▶ _Stated problem_: The records that follow are to be repeated without alteration.

▶ _Entries provided_:
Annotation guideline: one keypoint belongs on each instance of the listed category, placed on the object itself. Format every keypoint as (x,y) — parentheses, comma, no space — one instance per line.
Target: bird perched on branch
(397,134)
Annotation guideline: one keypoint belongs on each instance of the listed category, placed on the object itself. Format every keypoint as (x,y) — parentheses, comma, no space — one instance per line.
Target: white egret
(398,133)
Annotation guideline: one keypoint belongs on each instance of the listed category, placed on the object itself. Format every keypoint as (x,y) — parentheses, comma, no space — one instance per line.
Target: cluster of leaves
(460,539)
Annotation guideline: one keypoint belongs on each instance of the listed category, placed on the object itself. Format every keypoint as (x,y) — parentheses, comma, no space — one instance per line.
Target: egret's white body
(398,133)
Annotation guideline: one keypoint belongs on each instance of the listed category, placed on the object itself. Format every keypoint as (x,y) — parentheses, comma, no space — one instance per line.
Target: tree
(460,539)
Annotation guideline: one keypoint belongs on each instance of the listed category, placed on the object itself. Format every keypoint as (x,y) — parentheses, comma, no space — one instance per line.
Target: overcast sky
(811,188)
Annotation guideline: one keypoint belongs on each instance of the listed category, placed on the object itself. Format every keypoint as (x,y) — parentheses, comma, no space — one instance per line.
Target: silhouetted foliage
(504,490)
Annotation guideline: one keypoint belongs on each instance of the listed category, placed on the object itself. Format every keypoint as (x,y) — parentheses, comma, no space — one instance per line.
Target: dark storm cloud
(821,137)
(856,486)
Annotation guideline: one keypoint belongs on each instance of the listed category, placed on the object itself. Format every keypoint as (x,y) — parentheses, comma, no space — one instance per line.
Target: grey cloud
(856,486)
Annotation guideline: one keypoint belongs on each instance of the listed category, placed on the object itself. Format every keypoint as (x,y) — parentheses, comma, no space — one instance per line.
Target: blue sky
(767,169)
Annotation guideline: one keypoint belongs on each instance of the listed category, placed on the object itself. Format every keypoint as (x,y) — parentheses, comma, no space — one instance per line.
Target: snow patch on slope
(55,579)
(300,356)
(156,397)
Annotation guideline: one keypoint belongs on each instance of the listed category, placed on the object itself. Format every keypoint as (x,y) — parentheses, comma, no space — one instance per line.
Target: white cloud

▶ _Solution to this problem_:
Annotation guideline: one keypoint belongs on each instance of the listed category, placed on the object itself. Format every keypoint as (x,y) — parentheses, comma, no space — one instance per line.
Target: bird perched on branch
(397,134)
Annotation guideline: one keypoint belongs on each instance of the listed category, placed on the object itself. Format every keypoint as (x,y) — parentheses, comma, no space — one instance per line.
Target: white egret
(398,133)
Annotation guideline: one keypoint belongs on each instance of the listed category, placed on the object itself. Format every keypoint as (x,y) — parentheses, comma, no space — one instance per line.
Target: cluster of leaves
(460,539)
Annotation guideline: one keypoint belongs on each instance of the listed category, placed on the object itself. Format every keypoint as (x,y) — parentheses, comma, no space — one instance per line.
Target: egret's white body
(398,133)
Annotation guideline: one keypoint belongs on each instance of the listed category, placed on the object itself. Format every keypoint as (x,y) — parentheses, comma, no space — one instance per line.
Target: tree
(460,539)
Annotation guideline: one keypoint belongs on each instance of the listed category, placed on the object itself. Format every keypoint as (x,y) — parentheses, comma, no space — one instance per line.
Target: overcast sky
(811,188)
Annotation guideline: one keypoint belongs on each instance of the listed category, placed on the object itself. Format every keypoint as (x,y) — parentheses, comma, no space — one instance per line.
Target: silhouetted foliage
(504,490)
Annotation guideline: one keypoint belongs on each instance of the listed category, placed on the object itself. Format every keypoint as (x,y) — parentheses, comma, no space — one instance per line.
Target: dark storm cloud
(821,137)
(856,486)
Annotation guideline: one keypoint belongs on each instance of the listed category, placed on the object itself. Format every keypoint as (x,y) — parentheses, comma, no space — one instance per line.
Target: grey cloud
(856,486)
Annotation guideline: one keypoint belongs on each instance of the listed category, placed on the object itself. Format every keypoint as (x,y) — parentheses, comma, no space — one instance per line.
Target: blue sky
(767,169)
Annotation guideline: one keypoint belongs on each instance of the listed category, placed on the object itself. Format every keypoint as (x,y) — parentheses, comma, no space — one instance per line.
Target: snow patch on slope
(55,579)
(300,356)
(156,397)
Annotation guideline: one keypoint belongs on each instance of the listed category, placed on the object itself. Format every keypoint as (x,y) — parentheses, comma, no space — one instance per line.
Target: white cloud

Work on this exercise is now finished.